** Opening Document section block **

“Fistful of Dollars” is the first in Sergio Leone’s “Man with No Name” trilogy featuring Clint Eastwood. These “Spaghetti (Italian) Westerns” follow Clint’s Man With No Name (Although it’s a bit unclear if he’s the same character or three separate characters) as he becomes involved in local disputes and often plays both sides for profit (Despite this, he has an altruistic streak for the underdog).
He’s an anti-hero (Based, in part of the Japanese Yojimbo film, and the concept of a “Ronin”), and has largely inspired others, such as Marvel comic’s Wolverine and Star Wars’s Boba Fett. Of course probably Solid Snake and Big Boss as well…(Heck, the “Old Snake” in Metal Gear Solid 4 is practically pretty much every Eastwood starring film post-80s).
As “Red Dead” has inspiration from many Western movies, naturally these-among the most famous, even with Clint’s *many* ones-have their DNA in there. But not exactly where you’d think at first.
The original Red Dead Redemption does feature Mexico as the game’s middle act….and John plays both sides (Local Mexican government and a rebel faction), at least at first, until one side-the Mexican army-discovers his duplicity and traps him. This happens in Fistful as well, although not with the army but the Rojos family, who are not affiliated with any army (and in fact steal from them early in the film). You can also get John a poncho.
However that’s really as far as “Red Dead 1” goes with the similarities. Red Dead 2, on the other hand, has Fistful’s concept of two warring families, although that’s a tale that’s fairly old, both in real life and in popular fiction (Romeo and Juliet, for example).
In the state of Leymonde (pretty much a stand-in for Louisiana) where Dutch’s gang eventually set up shop, they take advantage of the bad blood between the two families for profit, much like The Man With No Name does in the film.
However, while the Baxters in “Fistful” seem to be the lesser of the two evils, and one feels a bit sad when they’re gunned down by the Rojos (Didn’t seem like they did that much bad to Clint or to the other citizens, and they weren’t the ones keeping Marisol captive at first). The Braithwaites however are pretty nasty, especially when they kidnap Jack Marston and leave him with a gangster in the nearby city of San Denis. (The Gray’s aren’t much better). So Catherine Braitwaite is hardly Counsolo Baxter.

** Closing Document section block **
** Opening Supplied records block **

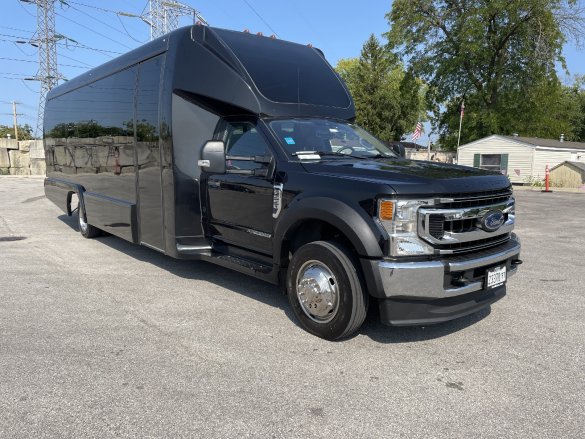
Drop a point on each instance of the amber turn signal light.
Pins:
(386, 210)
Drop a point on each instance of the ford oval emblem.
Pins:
(493, 220)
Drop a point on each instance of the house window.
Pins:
(492, 162)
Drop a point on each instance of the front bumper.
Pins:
(437, 291)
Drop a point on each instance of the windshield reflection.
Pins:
(327, 138)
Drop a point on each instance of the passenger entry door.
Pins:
(239, 205)
(148, 155)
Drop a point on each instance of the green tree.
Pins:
(577, 90)
(498, 55)
(388, 100)
(24, 131)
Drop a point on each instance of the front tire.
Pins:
(325, 290)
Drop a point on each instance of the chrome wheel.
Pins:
(317, 291)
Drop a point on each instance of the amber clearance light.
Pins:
(386, 210)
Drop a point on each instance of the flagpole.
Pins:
(460, 123)
(429, 149)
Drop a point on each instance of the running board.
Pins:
(193, 249)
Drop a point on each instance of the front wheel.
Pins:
(325, 290)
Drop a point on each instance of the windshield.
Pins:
(311, 137)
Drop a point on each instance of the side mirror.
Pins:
(213, 157)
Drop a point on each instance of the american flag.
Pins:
(417, 132)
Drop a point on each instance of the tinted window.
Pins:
(90, 131)
(287, 72)
(243, 139)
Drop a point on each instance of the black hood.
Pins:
(412, 177)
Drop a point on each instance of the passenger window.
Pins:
(243, 139)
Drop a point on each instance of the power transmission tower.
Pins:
(164, 16)
(45, 39)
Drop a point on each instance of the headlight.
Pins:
(400, 219)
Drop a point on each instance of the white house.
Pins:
(523, 159)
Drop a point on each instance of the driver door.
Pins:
(239, 206)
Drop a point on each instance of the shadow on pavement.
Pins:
(270, 295)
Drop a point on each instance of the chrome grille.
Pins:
(454, 223)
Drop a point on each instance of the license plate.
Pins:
(496, 276)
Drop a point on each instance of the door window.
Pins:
(243, 139)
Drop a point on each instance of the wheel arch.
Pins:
(335, 213)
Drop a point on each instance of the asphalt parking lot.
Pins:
(102, 338)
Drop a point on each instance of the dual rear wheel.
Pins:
(87, 230)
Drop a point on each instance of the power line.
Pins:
(76, 60)
(106, 24)
(94, 31)
(31, 61)
(260, 17)
(17, 29)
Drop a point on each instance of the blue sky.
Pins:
(338, 27)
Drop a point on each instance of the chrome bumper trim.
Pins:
(426, 279)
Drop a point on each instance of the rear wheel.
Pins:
(86, 229)
(325, 290)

** Closing Supplied records block **

◆ Actions to take
a. From the article about Fistful of Dollars and Red Dead, list every family named in it.
b. Please set down the part of the article about Fistful of Dollars and Red Dead starting with "He’s an anti-hero" and going on through "starring film post-80s).".
c. Resume the article about Fistful of Dollars and Red Dead from where it stops.

◆ Responses for each task
a.
- the Rojos
- the Baxters
- the Braithwaites
- the Grays

b.
He’s an anti-hero (Based, in part of the Japanese Yojimbo film, and the concept of a “Ronin”), and has largely inspired others, such as Marvel comic’s Wolverine and Star Wars’s Boba Fett. Of course probably Solid Snake and Big Boss as well…(Heck, the “Old Snake” in Metal Gear Solid 4 is practically pretty much every Eastwood starring film post-80s).

c.
In a way Counselo Baxter is actually a bit like the Gray family, who aren’t much better and run the local police department, but with the fancier mansion of the Braitwaites.
At the end the mansion burns down in flames, although while in Fistful it’s the Rojo’s doing the job while a wounded Man With No Name escapes in a coffin with his undertaker buddy (Who the Red Dead character Seth, a grave digger, is kind of the polar opposite of)…while in Red Dead 2 it’s Dutch and co. who do the deed, in retaliation for Jack’s kidnapping.
However, there’s some innocents in both scenarios who just got in the way and who the characters help out.
In Fistful it’s Marisol, who is seperated from her family and kept by the Rojos as a captive due to them framing her husband for cheating at gambling. The Man With No Name eventually frees her for good (although he first “rescues” her and gives her to the Baxters before he’s aware of her actual situation during a trade-off) gives them money-The money he’s largely earned by playing the two sides (The titular “Fistful” of course) and tells them to run.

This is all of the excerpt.